- **WORK TO BE COMPLETED**: Every entry below must be reproduced exactly.

- **AVAILABLE RECORDS**:
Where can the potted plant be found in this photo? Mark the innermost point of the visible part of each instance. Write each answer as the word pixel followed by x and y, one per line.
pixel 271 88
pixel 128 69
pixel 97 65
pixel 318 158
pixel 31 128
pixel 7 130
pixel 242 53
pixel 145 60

- **THE COMPLETED TASK**:
Where can the potted plant be found in this photo? Mark the innermost point of the visible part of each instance. Write each answer as the word pixel followed by x and y, one per line.
pixel 271 88
pixel 128 69
pixel 97 65
pixel 318 158
pixel 31 128
pixel 7 130
pixel 242 53
pixel 145 60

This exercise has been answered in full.